§ **STORED DATA**
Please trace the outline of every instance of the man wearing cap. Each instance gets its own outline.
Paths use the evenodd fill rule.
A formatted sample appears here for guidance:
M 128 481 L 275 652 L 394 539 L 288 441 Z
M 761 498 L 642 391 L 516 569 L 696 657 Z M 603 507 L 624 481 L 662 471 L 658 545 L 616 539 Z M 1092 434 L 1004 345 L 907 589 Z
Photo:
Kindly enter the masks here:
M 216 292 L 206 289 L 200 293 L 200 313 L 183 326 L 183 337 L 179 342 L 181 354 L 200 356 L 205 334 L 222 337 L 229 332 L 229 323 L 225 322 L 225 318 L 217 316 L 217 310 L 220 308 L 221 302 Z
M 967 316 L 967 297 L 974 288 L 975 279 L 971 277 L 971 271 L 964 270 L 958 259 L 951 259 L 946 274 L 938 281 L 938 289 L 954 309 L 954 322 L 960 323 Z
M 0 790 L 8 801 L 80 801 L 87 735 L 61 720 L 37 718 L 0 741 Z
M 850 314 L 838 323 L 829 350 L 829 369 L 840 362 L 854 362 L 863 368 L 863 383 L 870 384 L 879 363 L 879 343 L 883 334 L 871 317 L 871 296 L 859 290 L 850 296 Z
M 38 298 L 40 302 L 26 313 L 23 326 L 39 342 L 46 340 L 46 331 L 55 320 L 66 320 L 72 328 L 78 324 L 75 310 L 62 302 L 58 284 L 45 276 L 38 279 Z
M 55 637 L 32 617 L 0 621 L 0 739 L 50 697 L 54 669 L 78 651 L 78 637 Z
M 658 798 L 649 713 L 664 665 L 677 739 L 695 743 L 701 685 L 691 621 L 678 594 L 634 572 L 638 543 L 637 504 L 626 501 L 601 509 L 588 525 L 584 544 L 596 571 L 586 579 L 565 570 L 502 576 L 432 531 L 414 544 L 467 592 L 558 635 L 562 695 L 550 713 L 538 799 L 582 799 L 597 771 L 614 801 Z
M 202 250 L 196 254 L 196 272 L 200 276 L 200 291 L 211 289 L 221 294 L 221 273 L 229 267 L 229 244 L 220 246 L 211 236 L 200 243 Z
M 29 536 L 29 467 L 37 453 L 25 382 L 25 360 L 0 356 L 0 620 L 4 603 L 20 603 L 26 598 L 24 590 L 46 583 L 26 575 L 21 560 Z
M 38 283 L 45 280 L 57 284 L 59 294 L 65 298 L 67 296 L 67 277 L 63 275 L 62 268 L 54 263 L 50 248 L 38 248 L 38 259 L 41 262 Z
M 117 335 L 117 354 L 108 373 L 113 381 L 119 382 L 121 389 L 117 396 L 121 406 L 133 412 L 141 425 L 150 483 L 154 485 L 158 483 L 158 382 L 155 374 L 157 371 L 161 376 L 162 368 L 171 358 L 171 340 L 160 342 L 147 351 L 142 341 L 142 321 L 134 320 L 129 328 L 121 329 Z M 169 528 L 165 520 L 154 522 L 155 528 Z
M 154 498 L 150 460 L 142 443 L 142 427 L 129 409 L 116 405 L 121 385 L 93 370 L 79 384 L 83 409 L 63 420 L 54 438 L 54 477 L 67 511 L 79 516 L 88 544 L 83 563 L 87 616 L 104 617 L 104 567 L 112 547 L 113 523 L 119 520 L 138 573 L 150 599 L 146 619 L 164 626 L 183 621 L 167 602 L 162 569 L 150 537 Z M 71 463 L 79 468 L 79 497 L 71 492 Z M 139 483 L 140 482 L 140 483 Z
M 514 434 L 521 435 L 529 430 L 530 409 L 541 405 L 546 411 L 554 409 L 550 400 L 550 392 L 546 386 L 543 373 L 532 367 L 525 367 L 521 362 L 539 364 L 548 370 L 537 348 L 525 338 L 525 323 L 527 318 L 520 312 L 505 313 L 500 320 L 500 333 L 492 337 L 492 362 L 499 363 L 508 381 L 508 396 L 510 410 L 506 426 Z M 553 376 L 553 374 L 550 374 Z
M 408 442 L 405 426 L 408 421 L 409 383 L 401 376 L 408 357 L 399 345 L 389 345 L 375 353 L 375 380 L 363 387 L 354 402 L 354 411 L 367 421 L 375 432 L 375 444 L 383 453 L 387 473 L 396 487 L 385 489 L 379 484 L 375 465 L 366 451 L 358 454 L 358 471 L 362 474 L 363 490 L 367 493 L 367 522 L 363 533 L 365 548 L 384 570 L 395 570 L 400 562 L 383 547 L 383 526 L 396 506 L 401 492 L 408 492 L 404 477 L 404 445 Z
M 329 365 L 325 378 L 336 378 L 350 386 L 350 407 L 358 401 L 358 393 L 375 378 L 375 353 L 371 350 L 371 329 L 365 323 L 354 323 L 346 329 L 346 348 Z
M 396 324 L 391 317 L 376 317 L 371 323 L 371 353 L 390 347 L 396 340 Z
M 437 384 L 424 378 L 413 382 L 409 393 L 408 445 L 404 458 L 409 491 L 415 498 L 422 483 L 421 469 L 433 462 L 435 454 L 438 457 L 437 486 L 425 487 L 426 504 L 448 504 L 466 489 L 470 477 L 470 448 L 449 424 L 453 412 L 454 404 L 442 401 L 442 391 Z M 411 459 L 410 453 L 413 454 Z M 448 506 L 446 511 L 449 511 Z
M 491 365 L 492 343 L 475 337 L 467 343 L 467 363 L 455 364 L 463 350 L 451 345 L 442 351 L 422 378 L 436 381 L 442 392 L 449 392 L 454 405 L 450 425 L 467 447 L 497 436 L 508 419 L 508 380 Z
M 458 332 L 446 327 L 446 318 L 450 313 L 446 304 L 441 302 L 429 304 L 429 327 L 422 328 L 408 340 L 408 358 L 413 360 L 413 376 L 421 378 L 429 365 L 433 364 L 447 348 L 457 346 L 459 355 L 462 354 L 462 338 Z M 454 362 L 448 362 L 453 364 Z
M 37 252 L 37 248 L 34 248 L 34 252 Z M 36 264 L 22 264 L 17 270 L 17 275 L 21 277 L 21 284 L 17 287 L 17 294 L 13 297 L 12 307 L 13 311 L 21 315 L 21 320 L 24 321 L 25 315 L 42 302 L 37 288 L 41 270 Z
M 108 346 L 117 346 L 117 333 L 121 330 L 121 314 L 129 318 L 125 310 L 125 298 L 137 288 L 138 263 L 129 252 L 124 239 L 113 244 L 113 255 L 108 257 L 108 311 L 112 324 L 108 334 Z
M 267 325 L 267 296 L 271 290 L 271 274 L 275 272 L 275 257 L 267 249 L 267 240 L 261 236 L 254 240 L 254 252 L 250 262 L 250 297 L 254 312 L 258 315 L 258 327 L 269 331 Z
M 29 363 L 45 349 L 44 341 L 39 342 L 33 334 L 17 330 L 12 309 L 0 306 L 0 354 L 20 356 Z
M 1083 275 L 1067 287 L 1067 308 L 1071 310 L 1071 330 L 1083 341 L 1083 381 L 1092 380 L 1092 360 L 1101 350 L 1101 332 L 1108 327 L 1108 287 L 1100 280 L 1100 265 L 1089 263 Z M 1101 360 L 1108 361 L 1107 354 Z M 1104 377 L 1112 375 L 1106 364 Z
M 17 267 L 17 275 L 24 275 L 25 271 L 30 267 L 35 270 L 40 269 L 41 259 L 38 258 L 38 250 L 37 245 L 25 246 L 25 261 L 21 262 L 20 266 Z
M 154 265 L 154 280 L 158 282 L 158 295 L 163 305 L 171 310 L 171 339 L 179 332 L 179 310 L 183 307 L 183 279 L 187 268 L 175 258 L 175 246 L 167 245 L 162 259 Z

§ **ASSIGNMENT**
Every entry above must appear again in the reply, exactly as it stands.

§ **RESULT**
Please trace the outline of every instance of the man wearing cap. Each instance gets its own outline.
Paths use the evenodd fill rule.
A formatted sample appears here for guidance:
M 128 481 L 275 652 L 394 539 L 288 441 Z
M 761 498 L 642 391 L 516 569 L 696 657 Z M 603 507 L 624 481 L 662 471 L 658 545 L 616 539 Z M 1092 434 L 1004 345 L 907 589 Z
Photo:
Kindly enter the masks here:
M 216 292 L 206 289 L 200 293 L 200 313 L 183 326 L 183 337 L 179 342 L 181 354 L 200 356 L 205 334 L 222 337 L 229 332 L 229 323 L 225 322 L 225 318 L 217 316 L 217 310 L 220 308 L 221 302 Z
M 967 316 L 967 297 L 974 288 L 975 279 L 971 277 L 971 271 L 964 270 L 958 259 L 951 259 L 946 274 L 938 281 L 938 289 L 954 309 L 954 322 L 960 323 Z
M 0 790 L 8 801 L 80 801 L 87 735 L 61 720 L 37 718 L 0 741 Z
M 850 314 L 838 323 L 829 350 L 829 369 L 840 362 L 854 362 L 863 368 L 863 383 L 870 384 L 879 363 L 879 343 L 883 334 L 871 317 L 871 296 L 859 290 L 850 296 Z
M 38 298 L 40 302 L 26 313 L 23 326 L 39 342 L 46 340 L 46 331 L 55 320 L 66 320 L 72 328 L 78 324 L 75 310 L 62 302 L 58 284 L 45 276 L 38 279 Z
M 55 637 L 32 617 L 0 621 L 0 739 L 50 697 L 54 669 L 78 651 L 78 637 Z
M 658 798 L 649 713 L 664 665 L 677 739 L 695 743 L 701 685 L 691 621 L 678 594 L 634 572 L 638 543 L 637 504 L 626 501 L 601 509 L 588 525 L 584 544 L 596 571 L 586 579 L 565 570 L 502 576 L 432 531 L 414 544 L 467 592 L 558 635 L 562 695 L 550 713 L 538 799 L 582 799 L 597 771 L 614 801 Z
M 202 250 L 196 254 L 196 272 L 200 276 L 200 291 L 211 289 L 221 294 L 221 273 L 229 267 L 229 244 L 220 246 L 211 236 L 200 243 Z
M 29 536 L 29 467 L 37 453 L 25 382 L 25 360 L 0 356 L 0 620 L 4 603 L 20 603 L 26 598 L 24 590 L 46 583 L 26 575 L 21 560 Z
M 38 283 L 45 280 L 57 284 L 59 294 L 65 298 L 67 296 L 67 277 L 63 275 L 62 268 L 54 263 L 50 248 L 38 248 L 38 259 L 41 262 Z
M 117 335 L 117 354 L 108 373 L 113 381 L 119 382 L 121 389 L 117 396 L 121 406 L 133 412 L 141 425 L 150 483 L 154 485 L 158 483 L 158 382 L 155 374 L 157 371 L 161 376 L 162 368 L 171 358 L 171 340 L 160 342 L 147 351 L 142 341 L 142 321 L 134 320 L 129 328 L 121 329 Z M 169 528 L 165 520 L 154 522 L 155 528 Z
M 154 498 L 150 460 L 142 443 L 142 427 L 129 409 L 116 405 L 121 385 L 93 370 L 79 384 L 83 409 L 63 420 L 54 438 L 54 477 L 67 511 L 79 516 L 88 544 L 83 563 L 87 616 L 104 617 L 104 567 L 112 547 L 113 523 L 119 520 L 138 573 L 150 599 L 146 619 L 164 626 L 183 621 L 167 602 L 162 569 L 150 537 Z M 71 463 L 79 468 L 79 497 L 71 492 Z M 139 483 L 140 482 L 140 483 Z
M 514 434 L 521 435 L 529 430 L 530 409 L 541 405 L 546 411 L 554 409 L 550 400 L 550 392 L 546 386 L 543 373 L 532 367 L 525 367 L 521 362 L 539 364 L 548 370 L 537 348 L 525 338 L 525 323 L 527 318 L 520 312 L 505 313 L 500 320 L 500 333 L 492 337 L 492 362 L 499 363 L 508 381 L 508 396 L 510 410 L 506 426 Z M 553 376 L 553 374 L 550 374 Z
M 408 442 L 405 426 L 408 421 L 409 383 L 401 376 L 408 357 L 399 345 L 389 345 L 375 353 L 375 380 L 363 387 L 354 402 L 354 411 L 367 421 L 375 432 L 375 444 L 383 453 L 387 473 L 396 487 L 385 489 L 379 484 L 375 465 L 366 451 L 358 454 L 358 471 L 362 474 L 363 490 L 367 493 L 367 522 L 363 533 L 365 548 L 384 570 L 395 570 L 400 562 L 383 547 L 383 526 L 396 506 L 401 492 L 408 492 L 404 477 L 404 445 Z
M 329 365 L 325 378 L 336 378 L 350 386 L 350 407 L 358 401 L 358 393 L 375 378 L 375 353 L 371 350 L 371 329 L 365 323 L 354 323 L 346 329 L 346 348 Z
M 396 324 L 391 317 L 376 317 L 371 323 L 371 353 L 390 347 L 396 340 Z
M 437 384 L 424 378 L 413 382 L 409 393 L 408 445 L 404 458 L 409 491 L 415 498 L 422 483 L 421 469 L 433 462 L 435 454 L 438 457 L 437 486 L 425 487 L 426 504 L 448 504 L 466 489 L 470 477 L 470 448 L 449 424 L 453 412 L 454 404 L 442 401 L 442 391 Z M 411 459 L 410 453 L 413 454 Z M 448 506 L 446 511 L 449 511 Z
M 491 365 L 492 343 L 475 337 L 467 343 L 467 363 L 455 364 L 463 350 L 451 345 L 442 351 L 422 378 L 436 381 L 442 392 L 449 392 L 454 405 L 450 425 L 467 447 L 497 436 L 508 419 L 508 380 Z
M 458 332 L 446 327 L 446 318 L 450 313 L 446 304 L 441 302 L 429 304 L 429 327 L 422 328 L 408 340 L 408 358 L 413 360 L 413 376 L 421 378 L 429 365 L 433 364 L 447 348 L 457 346 L 459 355 L 462 354 L 462 338 Z M 454 362 L 448 362 L 453 364 Z
M 37 252 L 37 248 L 34 248 L 34 252 Z M 36 264 L 22 264 L 17 270 L 17 275 L 21 277 L 21 284 L 17 287 L 17 294 L 13 297 L 12 307 L 13 311 L 21 315 L 21 320 L 24 321 L 25 315 L 42 302 L 37 288 L 41 270 Z
M 108 346 L 117 346 L 117 333 L 121 330 L 121 314 L 129 318 L 125 310 L 125 298 L 137 288 L 138 263 L 129 252 L 124 239 L 113 244 L 113 255 L 108 257 L 108 311 L 112 324 L 108 334 Z
M 267 325 L 267 296 L 271 290 L 271 274 L 275 272 L 275 257 L 267 249 L 267 240 L 261 236 L 254 240 L 254 252 L 250 262 L 250 297 L 254 312 L 258 315 L 258 327 L 269 331 Z
M 29 363 L 45 349 L 44 341 L 39 342 L 33 334 L 17 330 L 12 309 L 0 306 L 0 354 L 20 356 Z
M 1083 275 L 1067 287 L 1067 308 L 1071 310 L 1071 330 L 1083 341 L 1083 381 L 1092 380 L 1092 360 L 1101 350 L 1101 332 L 1108 327 L 1108 287 L 1100 280 L 1100 265 L 1089 263 Z M 1101 360 L 1108 361 L 1107 354 Z M 1104 377 L 1112 375 L 1106 364 Z
M 17 267 L 17 275 L 24 275 L 25 271 L 30 267 L 35 270 L 40 269 L 41 259 L 38 258 L 38 250 L 37 245 L 25 246 L 25 261 L 21 262 L 20 266 Z
M 154 265 L 154 280 L 158 282 L 158 295 L 163 305 L 171 310 L 171 339 L 179 332 L 179 310 L 183 307 L 183 279 L 187 268 L 175 258 L 175 246 L 167 245 L 162 259 Z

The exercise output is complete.